• Task description
Put every line of the rows below into a Markdown table with two columns, Row and Line, numbering the lines in order and leaving out blank lines.
**** Excerpted records ****
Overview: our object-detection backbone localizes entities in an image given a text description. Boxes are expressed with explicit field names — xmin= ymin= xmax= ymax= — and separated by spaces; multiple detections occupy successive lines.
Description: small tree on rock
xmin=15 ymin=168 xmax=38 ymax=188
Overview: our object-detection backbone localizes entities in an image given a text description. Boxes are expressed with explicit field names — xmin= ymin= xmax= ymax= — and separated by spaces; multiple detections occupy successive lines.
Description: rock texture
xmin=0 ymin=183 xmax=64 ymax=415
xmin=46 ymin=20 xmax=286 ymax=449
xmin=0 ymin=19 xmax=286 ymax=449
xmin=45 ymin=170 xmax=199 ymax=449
****
• Answer for the task
| Row | Line |
|---|---|
| 1 | Overview: our object-detection backbone localizes entities in an image given a text description. Boxes are expressed with explicit field names — xmin= ymin= xmax= ymax= — and separated by spaces; multiple detections occupy successive lines. |
| 2 | Description: small tree on rock |
| 3 | xmin=15 ymin=168 xmax=38 ymax=188 |
| 4 | Overview: our object-detection backbone localizes entities in an image given a text description. Boxes are expressed with explicit field names — xmin= ymin= xmax= ymax= — and separated by spaces; multiple detections occupy successive lines. |
| 5 | Description: rock texture |
| 6 | xmin=0 ymin=183 xmax=64 ymax=415 |
| 7 | xmin=46 ymin=20 xmax=286 ymax=449 |
| 8 | xmin=0 ymin=19 xmax=286 ymax=449 |
| 9 | xmin=45 ymin=170 xmax=199 ymax=449 |